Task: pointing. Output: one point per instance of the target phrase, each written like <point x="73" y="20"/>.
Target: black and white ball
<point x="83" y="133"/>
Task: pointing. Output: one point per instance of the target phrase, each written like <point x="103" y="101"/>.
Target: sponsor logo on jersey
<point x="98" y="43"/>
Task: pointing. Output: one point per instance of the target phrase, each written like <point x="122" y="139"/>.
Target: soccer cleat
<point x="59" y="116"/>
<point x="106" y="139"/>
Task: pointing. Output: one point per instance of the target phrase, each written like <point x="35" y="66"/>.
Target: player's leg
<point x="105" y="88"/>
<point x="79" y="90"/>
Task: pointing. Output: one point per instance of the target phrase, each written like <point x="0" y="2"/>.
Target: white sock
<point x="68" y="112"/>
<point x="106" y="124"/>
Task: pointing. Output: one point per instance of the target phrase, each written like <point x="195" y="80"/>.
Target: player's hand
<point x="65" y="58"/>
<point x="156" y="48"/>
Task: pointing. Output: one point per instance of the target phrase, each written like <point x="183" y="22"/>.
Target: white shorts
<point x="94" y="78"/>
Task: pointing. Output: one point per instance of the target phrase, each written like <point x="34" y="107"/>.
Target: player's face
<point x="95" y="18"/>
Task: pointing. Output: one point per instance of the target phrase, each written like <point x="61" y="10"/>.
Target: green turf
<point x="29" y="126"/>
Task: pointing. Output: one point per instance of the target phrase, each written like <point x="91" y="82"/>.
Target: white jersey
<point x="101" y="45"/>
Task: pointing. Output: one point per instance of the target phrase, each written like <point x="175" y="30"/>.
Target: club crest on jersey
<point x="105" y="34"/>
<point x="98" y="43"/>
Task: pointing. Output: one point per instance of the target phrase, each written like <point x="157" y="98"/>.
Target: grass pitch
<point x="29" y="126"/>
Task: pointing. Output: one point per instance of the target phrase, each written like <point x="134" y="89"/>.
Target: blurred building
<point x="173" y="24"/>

══════════

Problem to work on >> Transcribe the data in full, matching every line exactly.

Output below >>
Task: pointing. Output: one point per instance of the target phrase, each written like <point x="73" y="20"/>.
Target: black and white ball
<point x="83" y="133"/>
Task: pointing. Output: one point per instance of the target phrase, each written like <point x="103" y="101"/>.
Target: sponsor logo on jersey
<point x="98" y="43"/>
Task: pointing. Output: one point per instance of the target phrase, each written like <point x="122" y="139"/>.
Target: soccer cleat
<point x="59" y="116"/>
<point x="106" y="139"/>
Task: pointing. Output: one point per instance of the target phrase, each written like <point x="35" y="66"/>.
Target: player's leg
<point x="105" y="88"/>
<point x="79" y="90"/>
Task: pointing. Output: one point per instance of the target phrase, each written like <point x="0" y="2"/>.
Target: white sock
<point x="68" y="112"/>
<point x="106" y="124"/>
Task: pointing. Output: one point per instance of the target phrase, each written like <point x="195" y="80"/>.
Target: player's hand
<point x="65" y="58"/>
<point x="156" y="48"/>
Task: pointing. Output: one point per instance of the target phrase, each written like <point x="183" y="22"/>.
Target: white shorts
<point x="94" y="78"/>
Task: pointing. Output: one point per instance of the target phrase, each written like <point x="34" y="107"/>.
Target: player's face
<point x="95" y="18"/>
Task: pointing. Output: one point per instance of the target phrase, each written like <point x="61" y="10"/>.
Target: green turf
<point x="29" y="126"/>
Task: pointing. Output: one point per instance of the target phrase, each written like <point x="91" y="82"/>.
Target: white jersey
<point x="101" y="45"/>
Task: pointing. Output: one point per instance of the target phrase, each written like <point x="175" y="30"/>.
Target: club crest on jersey
<point x="105" y="34"/>
<point x="98" y="43"/>
Task: pointing. Output: one point per instance of the target phrase, each written like <point x="157" y="98"/>.
Target: grass pitch
<point x="29" y="126"/>
Task: pointing. Output: one point per instance of the target phrase, each written like <point x="134" y="89"/>.
Target: blurred building
<point x="173" y="24"/>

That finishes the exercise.